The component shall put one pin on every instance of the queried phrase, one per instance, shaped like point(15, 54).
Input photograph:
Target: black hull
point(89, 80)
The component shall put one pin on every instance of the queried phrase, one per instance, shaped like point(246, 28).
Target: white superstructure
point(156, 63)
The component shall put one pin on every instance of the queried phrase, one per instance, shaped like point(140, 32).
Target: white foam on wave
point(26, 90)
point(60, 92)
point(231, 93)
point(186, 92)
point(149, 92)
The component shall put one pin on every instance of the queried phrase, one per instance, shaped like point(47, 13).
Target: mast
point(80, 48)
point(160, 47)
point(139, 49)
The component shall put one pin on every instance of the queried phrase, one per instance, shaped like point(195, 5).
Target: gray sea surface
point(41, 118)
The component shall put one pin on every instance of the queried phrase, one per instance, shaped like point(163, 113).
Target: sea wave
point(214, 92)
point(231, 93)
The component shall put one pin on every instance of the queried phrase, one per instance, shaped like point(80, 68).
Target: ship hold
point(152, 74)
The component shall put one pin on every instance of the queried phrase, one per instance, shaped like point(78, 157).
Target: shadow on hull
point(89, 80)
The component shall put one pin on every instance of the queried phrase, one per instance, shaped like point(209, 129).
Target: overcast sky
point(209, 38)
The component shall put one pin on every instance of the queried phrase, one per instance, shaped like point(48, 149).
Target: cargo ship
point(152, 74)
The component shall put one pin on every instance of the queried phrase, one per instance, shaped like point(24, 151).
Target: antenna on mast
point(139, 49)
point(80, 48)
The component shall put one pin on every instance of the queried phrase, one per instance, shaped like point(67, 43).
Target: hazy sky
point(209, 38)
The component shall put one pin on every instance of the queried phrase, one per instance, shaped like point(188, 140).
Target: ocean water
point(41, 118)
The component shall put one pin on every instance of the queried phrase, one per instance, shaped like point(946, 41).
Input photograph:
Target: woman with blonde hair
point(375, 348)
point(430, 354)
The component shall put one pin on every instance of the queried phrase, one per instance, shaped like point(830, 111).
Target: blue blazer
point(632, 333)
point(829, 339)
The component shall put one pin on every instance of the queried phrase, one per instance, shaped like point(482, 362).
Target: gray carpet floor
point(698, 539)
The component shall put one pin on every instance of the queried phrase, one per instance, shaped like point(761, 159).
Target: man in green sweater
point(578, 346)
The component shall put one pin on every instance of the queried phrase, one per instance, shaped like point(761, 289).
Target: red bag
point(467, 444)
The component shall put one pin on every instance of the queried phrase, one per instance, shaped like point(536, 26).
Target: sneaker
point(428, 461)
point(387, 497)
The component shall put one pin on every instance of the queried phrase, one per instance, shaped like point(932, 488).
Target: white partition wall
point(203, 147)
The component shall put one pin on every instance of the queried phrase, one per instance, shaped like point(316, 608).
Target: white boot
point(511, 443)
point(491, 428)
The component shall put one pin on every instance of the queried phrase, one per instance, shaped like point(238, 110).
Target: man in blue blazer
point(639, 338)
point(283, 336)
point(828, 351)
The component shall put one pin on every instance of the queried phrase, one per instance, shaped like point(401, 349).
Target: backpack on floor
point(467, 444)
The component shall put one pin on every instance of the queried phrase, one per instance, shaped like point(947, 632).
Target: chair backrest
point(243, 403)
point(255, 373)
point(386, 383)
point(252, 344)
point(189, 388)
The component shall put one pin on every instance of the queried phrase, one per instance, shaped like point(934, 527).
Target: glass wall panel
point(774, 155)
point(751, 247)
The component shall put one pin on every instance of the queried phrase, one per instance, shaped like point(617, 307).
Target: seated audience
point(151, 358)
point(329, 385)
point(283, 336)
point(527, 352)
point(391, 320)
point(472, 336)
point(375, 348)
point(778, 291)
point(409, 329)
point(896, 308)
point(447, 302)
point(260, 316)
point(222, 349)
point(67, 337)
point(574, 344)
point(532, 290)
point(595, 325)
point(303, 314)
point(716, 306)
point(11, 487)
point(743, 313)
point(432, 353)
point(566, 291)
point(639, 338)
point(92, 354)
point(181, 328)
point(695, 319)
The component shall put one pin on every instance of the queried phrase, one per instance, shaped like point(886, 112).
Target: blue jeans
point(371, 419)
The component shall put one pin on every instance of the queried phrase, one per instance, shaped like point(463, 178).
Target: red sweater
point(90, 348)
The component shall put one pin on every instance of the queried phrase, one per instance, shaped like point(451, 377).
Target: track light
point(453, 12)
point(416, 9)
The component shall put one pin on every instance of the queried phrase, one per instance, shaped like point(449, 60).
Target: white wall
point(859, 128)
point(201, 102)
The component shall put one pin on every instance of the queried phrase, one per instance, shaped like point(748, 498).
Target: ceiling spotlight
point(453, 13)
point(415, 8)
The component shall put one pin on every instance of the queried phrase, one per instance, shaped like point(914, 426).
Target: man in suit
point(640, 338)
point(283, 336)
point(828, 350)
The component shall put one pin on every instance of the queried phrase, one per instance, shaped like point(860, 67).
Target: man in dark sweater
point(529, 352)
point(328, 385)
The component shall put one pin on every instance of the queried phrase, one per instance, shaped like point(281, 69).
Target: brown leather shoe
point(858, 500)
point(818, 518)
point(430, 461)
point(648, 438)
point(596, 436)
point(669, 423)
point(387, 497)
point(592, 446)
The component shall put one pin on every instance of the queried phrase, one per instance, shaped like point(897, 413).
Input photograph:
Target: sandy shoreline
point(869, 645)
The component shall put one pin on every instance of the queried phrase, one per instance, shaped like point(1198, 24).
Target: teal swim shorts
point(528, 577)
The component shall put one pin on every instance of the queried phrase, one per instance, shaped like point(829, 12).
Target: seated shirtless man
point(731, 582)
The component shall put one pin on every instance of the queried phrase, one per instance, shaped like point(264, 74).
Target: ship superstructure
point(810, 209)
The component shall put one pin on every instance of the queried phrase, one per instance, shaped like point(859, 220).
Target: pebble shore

#####

> [WHAT THE TASK ASKS]: Quote the entire listing above word for word, reproducing each line without any change.

> [CORRECT OUTPUT]:
The component shall put one pin on every instance of the queried phrase, one per instance, shaped like point(15, 54).
Input photograph:
Target: black hull
point(89, 80)
The component shall put one pin on every instance of the queried phrase, one per instance, shaped like point(246, 28).
Target: white superstructure
point(156, 63)
The component shall put one pin on every instance of the queried phrase, one per instance, shaped like point(140, 32).
Target: white foam on wave
point(26, 90)
point(60, 92)
point(231, 93)
point(186, 92)
point(149, 92)
The component shall put one pin on every instance of the queried phrase, one per instance, shaped like point(47, 13).
Target: mast
point(80, 48)
point(160, 47)
point(139, 49)
The component shall put one pin on every instance of the queried phrase, one per instance, shaped like point(195, 5).
Target: gray sea surface
point(41, 118)
The component shall put one pin on every instance of the queried phrase, one per instance, shaped like point(163, 113).
Target: sea wave
point(214, 92)
point(231, 93)
The component shall put one pin on every instance of the queried phrase, one per instance, shaped like point(80, 68).
Target: ship hold
point(152, 74)
The component shall put one pin on every instance of the queried phrase, one per instance, shaped like point(78, 157).
Target: shadow on hull
point(89, 80)
The component shall put one pin on every instance of the queried phrase, one per instance, shaped like point(209, 129).
Target: overcast sky
point(209, 38)
The component shall put one pin on every instance of the queried phrase, one per instance, shaped like point(48, 149).
Target: cargo ship
point(152, 74)
The component shall put one pin on every instance of the queried phrase, one per instance, shaped like point(24, 151).
Target: antenna on mast
point(139, 49)
point(80, 48)
The component shall put one pin on every instance of the queried phrase, one per instance, shaped like point(67, 43).
Target: hazy sky
point(209, 38)
The component shall put one pin on every instance of the queried phrase, one per instance, shaped like point(188, 140).
Target: ocean water
point(41, 118)
The component shall put one pin on every instance of the queried phrase, one per instance, shaped like point(946, 41).
Input photograph:
Target: woman with blonde hair
point(375, 348)
point(430, 354)
The component shall put one pin on every instance of the queried phrase, one per instance, shaped like point(830, 111).
Target: blue blazer
point(632, 333)
point(829, 339)
The component shall put one pin on every instance of the queried phrase, one per instance, shaped like point(482, 362).
Target: gray carpet floor
point(698, 539)
The component shall put one pin on every instance of the queried phrase, one per instance, shaped like point(761, 159).
Target: man in green sweater
point(578, 346)
The component shall put one pin on every instance of the queried phrase, one per instance, shaped like point(761, 289).
Target: red bag
point(467, 444)
The component shall put one pin on every instance of the queried phrase, one per instance, shaped like point(536, 26).
Target: sneaker
point(428, 461)
point(387, 497)
The component shall put one pin on every instance of the queried phrase, one per instance, shaped like point(932, 488).
Target: white partition wall
point(203, 147)
The component shall put one pin on every instance of the queried phrase, one per instance, shaped like point(316, 608).
Target: white boot
point(511, 443)
point(491, 428)
The component shall put one pin on every instance of the queried phrase, one per instance, shaped like point(238, 110).
Target: man in blue blazer
point(639, 338)
point(283, 336)
point(828, 351)
The component shall put one pin on every instance of the queried phrase, one per instance, shaped like point(401, 349).
Target: backpack on floor
point(467, 444)
The component shall put one pin on every instance of the queried phrase, one per instance, shaped like point(947, 632).
Target: chair backrest
point(243, 403)
point(255, 373)
point(386, 383)
point(252, 344)
point(189, 388)
The component shall put one pin on every instance of the queried phrase, one per instance, shaped like point(934, 527).
Target: glass wall panel
point(774, 155)
point(751, 247)
The component shall put one pin on every instance of the queried phrase, one per instance, shaped like point(617, 307).
Target: seated audience
point(151, 358)
point(329, 385)
point(283, 336)
point(527, 352)
point(391, 320)
point(472, 336)
point(375, 348)
point(778, 291)
point(409, 329)
point(896, 308)
point(447, 302)
point(260, 316)
point(222, 349)
point(67, 337)
point(574, 344)
point(532, 290)
point(595, 325)
point(303, 314)
point(716, 306)
point(11, 487)
point(743, 313)
point(432, 353)
point(566, 291)
point(639, 338)
point(92, 354)
point(181, 328)
point(695, 319)
The component shall put one pin on every instance of the queried phrase, one per instance, shaped like point(886, 112).
Target: blue jeans
point(371, 419)
The component shall put one pin on every instance of the queried phrase, one per instance, shaped like point(463, 178).
Target: red sweater
point(90, 348)
The component shall put one pin on every instance of the queried phrase, one per instance, shaped like point(451, 377).
Target: track light
point(453, 12)
point(416, 9)
The component shall put one pin on every instance of the queried phrase, one per instance, shaped like point(449, 60).
Target: white wall
point(859, 128)
point(201, 102)
The component shall put one pin on every instance of the queried phrase, one per instance, shaped like point(748, 498).
Target: ceiling spotlight
point(453, 13)
point(415, 8)
The component shall put one pin on every instance of the queried phrase, one per instance, shaped like point(914, 426).
Target: man in suit
point(640, 338)
point(283, 336)
point(828, 350)
The component shall put one pin on every instance of the queried phrase, one per instance, shaped like point(860, 67).
Target: man in dark sweater
point(529, 352)
point(328, 385)
The component shall put one pin on every instance of the queried phrase, one per instance, shaped like point(281, 69).
Target: brown leather shoe
point(858, 500)
point(818, 518)
point(430, 461)
point(648, 438)
point(596, 436)
point(669, 423)
point(387, 497)
point(592, 446)
The component shall put one pin on every instance of the queried phrase, one per instance, shaped like point(897, 413).
Input photograph:
Target: sandy shoreline
point(869, 645)
The component shall put one pin on every instance of the queried phrase, one per instance, shaped like point(1198, 24).
Target: teal swim shorts
point(528, 577)
The component shall put one pin on every instance of the queried phrase, one per instance, shaped like point(829, 12).
Target: seated shirtless man
point(731, 582)
The component shall put one pin on every instance of the queried phrase, one per instance, shaped like point(264, 74).
Target: ship superstructure
point(810, 209)
The component shall put one pin on every instance of the queried phrase, one per instance, shaped like point(859, 220).
Target: pebble shore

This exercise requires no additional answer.